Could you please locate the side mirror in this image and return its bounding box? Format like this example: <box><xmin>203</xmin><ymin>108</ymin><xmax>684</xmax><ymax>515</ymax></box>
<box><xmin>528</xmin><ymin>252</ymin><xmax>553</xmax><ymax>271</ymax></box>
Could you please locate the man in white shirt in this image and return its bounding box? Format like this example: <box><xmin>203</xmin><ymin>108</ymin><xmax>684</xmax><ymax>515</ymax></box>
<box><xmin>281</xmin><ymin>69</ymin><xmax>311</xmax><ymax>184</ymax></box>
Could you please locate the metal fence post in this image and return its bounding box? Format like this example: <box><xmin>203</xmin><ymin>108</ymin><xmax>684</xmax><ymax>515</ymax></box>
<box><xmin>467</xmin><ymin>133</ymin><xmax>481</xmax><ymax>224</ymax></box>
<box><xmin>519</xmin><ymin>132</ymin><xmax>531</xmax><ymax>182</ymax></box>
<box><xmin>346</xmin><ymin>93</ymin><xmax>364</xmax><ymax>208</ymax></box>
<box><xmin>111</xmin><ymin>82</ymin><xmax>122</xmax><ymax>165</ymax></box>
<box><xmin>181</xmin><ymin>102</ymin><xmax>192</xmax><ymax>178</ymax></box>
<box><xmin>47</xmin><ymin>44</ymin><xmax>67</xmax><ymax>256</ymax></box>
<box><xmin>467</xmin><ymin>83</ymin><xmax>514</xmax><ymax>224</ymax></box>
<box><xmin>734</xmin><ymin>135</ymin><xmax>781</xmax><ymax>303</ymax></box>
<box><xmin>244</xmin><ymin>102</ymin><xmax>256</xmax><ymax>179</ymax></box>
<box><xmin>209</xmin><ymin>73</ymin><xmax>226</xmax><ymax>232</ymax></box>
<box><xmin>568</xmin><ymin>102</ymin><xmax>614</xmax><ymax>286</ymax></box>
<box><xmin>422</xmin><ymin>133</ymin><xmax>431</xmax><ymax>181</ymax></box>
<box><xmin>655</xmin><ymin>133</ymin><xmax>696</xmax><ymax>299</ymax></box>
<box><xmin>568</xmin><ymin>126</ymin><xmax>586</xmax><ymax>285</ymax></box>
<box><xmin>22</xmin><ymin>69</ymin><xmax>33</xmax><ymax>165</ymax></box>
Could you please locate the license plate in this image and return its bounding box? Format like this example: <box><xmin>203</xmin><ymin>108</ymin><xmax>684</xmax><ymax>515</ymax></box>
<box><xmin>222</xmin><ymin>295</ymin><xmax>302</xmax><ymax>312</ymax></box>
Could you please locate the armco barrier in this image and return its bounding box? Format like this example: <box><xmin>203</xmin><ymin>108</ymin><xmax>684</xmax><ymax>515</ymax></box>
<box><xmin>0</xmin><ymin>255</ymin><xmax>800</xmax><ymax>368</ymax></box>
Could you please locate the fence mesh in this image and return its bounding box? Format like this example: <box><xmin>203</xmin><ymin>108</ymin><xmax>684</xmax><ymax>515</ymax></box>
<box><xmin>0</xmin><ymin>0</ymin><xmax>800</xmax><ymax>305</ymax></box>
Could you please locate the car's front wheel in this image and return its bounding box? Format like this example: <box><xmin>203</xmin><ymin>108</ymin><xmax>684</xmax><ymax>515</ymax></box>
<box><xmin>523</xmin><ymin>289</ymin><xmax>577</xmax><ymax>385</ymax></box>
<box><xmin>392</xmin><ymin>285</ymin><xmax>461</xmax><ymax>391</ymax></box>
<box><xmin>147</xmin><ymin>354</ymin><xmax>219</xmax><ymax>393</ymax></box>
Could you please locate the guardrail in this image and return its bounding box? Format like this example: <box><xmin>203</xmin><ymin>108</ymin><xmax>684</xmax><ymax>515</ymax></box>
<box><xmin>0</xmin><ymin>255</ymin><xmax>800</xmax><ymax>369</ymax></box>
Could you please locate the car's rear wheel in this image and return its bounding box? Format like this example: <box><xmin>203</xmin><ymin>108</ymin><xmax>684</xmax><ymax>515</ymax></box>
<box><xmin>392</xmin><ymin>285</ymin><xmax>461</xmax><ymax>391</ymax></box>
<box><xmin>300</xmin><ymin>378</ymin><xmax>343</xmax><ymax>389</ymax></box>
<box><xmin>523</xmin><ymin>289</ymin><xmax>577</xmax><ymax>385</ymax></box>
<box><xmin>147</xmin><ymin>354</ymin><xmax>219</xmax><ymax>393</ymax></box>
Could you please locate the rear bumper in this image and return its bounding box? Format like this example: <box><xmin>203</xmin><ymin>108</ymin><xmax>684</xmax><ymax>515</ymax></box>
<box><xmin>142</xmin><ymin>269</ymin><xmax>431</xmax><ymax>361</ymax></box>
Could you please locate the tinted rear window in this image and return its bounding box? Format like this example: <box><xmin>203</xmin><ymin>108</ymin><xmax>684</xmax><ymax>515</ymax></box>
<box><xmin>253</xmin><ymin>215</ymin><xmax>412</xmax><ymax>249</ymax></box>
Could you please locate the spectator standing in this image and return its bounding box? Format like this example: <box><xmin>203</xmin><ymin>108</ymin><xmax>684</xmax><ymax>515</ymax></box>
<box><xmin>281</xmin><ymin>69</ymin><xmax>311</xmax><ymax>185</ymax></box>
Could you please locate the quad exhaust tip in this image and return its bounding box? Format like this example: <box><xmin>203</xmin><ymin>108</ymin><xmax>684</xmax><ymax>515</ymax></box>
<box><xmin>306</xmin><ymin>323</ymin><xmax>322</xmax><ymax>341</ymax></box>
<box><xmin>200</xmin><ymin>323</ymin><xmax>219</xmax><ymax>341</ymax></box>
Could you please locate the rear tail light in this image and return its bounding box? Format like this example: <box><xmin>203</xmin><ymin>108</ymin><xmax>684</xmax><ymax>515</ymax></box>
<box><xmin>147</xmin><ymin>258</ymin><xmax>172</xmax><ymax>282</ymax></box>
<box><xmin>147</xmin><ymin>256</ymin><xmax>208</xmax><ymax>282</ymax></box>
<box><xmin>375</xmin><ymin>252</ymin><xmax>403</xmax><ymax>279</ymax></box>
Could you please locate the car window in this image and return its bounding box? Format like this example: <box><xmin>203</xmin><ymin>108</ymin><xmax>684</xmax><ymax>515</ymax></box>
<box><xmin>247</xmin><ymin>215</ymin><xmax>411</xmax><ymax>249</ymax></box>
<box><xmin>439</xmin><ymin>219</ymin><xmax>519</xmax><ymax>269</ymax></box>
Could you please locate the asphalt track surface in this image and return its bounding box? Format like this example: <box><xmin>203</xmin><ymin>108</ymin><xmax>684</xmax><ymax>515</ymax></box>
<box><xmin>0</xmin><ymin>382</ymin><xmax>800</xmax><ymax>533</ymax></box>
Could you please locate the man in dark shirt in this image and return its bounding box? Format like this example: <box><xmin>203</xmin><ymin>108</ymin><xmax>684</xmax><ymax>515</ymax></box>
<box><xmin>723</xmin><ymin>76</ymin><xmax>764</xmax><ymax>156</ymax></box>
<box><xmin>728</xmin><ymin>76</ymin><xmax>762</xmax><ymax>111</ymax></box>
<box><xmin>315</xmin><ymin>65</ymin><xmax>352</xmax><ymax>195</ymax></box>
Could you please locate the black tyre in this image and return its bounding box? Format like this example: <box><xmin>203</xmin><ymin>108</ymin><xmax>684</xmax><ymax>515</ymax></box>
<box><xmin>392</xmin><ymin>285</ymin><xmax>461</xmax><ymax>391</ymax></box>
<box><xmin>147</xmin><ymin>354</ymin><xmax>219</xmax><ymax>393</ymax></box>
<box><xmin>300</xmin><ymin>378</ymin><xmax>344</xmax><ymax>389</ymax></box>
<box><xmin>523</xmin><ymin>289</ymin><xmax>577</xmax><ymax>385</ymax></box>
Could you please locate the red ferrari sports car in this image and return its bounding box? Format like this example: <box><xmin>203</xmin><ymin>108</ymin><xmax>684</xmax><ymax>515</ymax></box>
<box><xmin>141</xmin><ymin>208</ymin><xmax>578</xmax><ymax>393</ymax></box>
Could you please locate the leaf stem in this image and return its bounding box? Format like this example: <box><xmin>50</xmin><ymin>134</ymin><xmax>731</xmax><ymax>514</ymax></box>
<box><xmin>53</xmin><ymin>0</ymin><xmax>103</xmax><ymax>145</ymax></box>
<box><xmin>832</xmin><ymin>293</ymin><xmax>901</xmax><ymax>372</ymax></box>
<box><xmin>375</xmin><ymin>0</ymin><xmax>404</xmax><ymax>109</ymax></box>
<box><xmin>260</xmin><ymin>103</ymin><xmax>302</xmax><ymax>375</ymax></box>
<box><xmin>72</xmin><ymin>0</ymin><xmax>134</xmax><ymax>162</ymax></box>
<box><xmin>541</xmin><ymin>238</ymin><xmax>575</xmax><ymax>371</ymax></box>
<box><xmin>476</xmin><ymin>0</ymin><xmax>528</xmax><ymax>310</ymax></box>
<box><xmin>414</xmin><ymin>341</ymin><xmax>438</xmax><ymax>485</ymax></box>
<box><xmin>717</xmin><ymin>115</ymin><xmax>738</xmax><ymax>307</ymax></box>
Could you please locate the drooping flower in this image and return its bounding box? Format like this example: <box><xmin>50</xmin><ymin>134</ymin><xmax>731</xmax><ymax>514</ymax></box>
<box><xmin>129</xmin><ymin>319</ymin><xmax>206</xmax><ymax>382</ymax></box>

^^^^

GIVEN TASK - Count the lines of the material above that contain the string "plate", and reply with the number alone.

FULL RESPONSE - 1